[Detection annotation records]

"""

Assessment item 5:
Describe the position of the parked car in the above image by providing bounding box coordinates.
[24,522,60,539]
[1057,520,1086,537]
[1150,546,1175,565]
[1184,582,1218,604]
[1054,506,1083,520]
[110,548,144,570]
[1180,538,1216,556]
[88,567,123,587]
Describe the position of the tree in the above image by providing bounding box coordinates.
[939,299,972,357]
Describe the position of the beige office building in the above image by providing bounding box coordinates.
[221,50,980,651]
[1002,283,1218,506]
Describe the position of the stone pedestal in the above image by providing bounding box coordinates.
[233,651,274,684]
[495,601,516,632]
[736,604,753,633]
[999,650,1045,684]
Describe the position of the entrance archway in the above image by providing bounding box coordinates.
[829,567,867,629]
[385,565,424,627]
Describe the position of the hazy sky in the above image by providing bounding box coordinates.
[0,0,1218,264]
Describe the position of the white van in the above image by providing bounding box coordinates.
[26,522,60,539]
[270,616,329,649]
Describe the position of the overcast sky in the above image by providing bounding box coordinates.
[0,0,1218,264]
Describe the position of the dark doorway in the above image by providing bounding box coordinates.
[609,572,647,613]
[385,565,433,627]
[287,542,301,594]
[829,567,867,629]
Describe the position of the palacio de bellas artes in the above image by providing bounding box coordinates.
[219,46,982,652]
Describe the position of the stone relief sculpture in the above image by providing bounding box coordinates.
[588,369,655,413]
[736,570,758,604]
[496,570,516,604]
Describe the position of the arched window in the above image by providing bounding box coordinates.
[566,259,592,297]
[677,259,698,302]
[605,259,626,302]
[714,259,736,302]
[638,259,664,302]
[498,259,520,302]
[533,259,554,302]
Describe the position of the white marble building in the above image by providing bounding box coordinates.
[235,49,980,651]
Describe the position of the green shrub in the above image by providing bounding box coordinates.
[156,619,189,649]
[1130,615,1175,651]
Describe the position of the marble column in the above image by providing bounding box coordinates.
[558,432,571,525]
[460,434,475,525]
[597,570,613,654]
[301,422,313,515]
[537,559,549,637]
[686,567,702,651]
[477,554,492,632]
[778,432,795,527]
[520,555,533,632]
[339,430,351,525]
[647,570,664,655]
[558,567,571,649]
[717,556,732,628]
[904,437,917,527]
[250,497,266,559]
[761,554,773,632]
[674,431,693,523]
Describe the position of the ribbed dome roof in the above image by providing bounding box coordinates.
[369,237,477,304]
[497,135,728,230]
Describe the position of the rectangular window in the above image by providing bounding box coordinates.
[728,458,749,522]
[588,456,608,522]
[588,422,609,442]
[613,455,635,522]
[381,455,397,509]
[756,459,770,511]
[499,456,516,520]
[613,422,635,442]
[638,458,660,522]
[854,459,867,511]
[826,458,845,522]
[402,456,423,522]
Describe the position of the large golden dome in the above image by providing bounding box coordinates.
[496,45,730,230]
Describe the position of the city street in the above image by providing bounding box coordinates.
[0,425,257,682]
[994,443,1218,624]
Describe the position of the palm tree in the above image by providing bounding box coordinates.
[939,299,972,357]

"""

▶ What the exercise asks
Write the material out again word for word.

▶ Response to the task
Assessment item 5:
Describe the position of the parked car in the above image by providing bounding box coordinates.
[24,522,60,539]
[1057,520,1086,537]
[1150,546,1175,565]
[1184,582,1218,604]
[1054,506,1083,520]
[110,548,144,570]
[1180,538,1216,556]
[88,567,123,587]
Describe the position of the tree in the above image by providing bounding box coordinates.
[939,299,972,357]
Describe the position of the beige office building in the above image by providing bounding box coordinates.
[221,50,980,651]
[1002,283,1218,506]
Describe the position of the stone pedestal in the above image by providing bounding box coordinates.
[233,651,274,684]
[495,601,516,632]
[736,604,753,633]
[999,650,1045,684]
Describe the position of the entrance archway in the above image by providing bounding box coordinates.
[829,567,867,629]
[385,565,424,627]
Describe the position of the hazy sky in the above image by providing bounding box coordinates.
[0,0,1218,264]
Describe the position of the white van in the above image by providing bounding box coordinates.
[26,522,60,539]
[270,616,329,649]
Describe the position of the overcast sky in the above image by providing bounding box coordinates.
[0,0,1218,264]
Describe the position of the dark doorway in the above image by providing bounding box coordinates.
[609,572,647,613]
[385,565,433,627]
[287,542,301,594]
[829,567,867,629]
Describe the position of the palacio de bellas artes in the above image by providing bounding box coordinates.
[219,46,982,652]
Describe the position of the stone relief sculpture in the above image by providing bounding box coordinates.
[588,369,655,413]
[736,570,758,604]
[496,570,516,604]
Describe the position of the arched window in the above image by providing bounding box coordinates.
[566,259,592,297]
[677,259,698,302]
[605,259,626,302]
[714,259,736,302]
[638,259,664,302]
[498,259,520,302]
[533,259,554,302]
Describe the position of the white marble building in the above image by providing bounding box coordinates.
[235,49,980,651]
Describe the position of the green shrub in the above image by providing bounding box coordinates.
[156,619,189,649]
[1130,615,1175,651]
Describe the position of the marble column in the above image by providing bounding box coordinates.
[558,432,571,525]
[460,434,475,525]
[597,570,613,654]
[301,422,313,515]
[537,559,549,637]
[686,567,702,651]
[477,554,492,632]
[778,432,795,527]
[520,555,533,632]
[339,430,351,525]
[647,570,664,655]
[558,567,571,649]
[717,556,732,628]
[904,437,917,527]
[250,497,266,559]
[761,554,773,632]
[674,431,693,523]
Describe the position of the ribbed dome roof in the above image by providing bounding box coordinates.
[369,237,477,304]
[497,135,728,230]
Describe the position of the rectangular window in the above image by providing bounding box coordinates.
[728,458,749,522]
[588,456,608,522]
[588,422,609,442]
[613,455,635,522]
[381,455,397,509]
[756,459,770,511]
[499,456,516,520]
[613,422,635,442]
[638,458,660,522]
[854,459,867,511]
[826,458,845,522]
[402,456,423,522]
Describe the position of the large golden dome in the above image by providing bounding box coordinates.
[496,45,730,230]
Describe the position of the city street in the above image by providing bounding box coordinates.
[0,425,257,682]
[994,443,1218,624]
Describe the position of the palm tree in the above image by providing bounding box coordinates.
[939,299,972,357]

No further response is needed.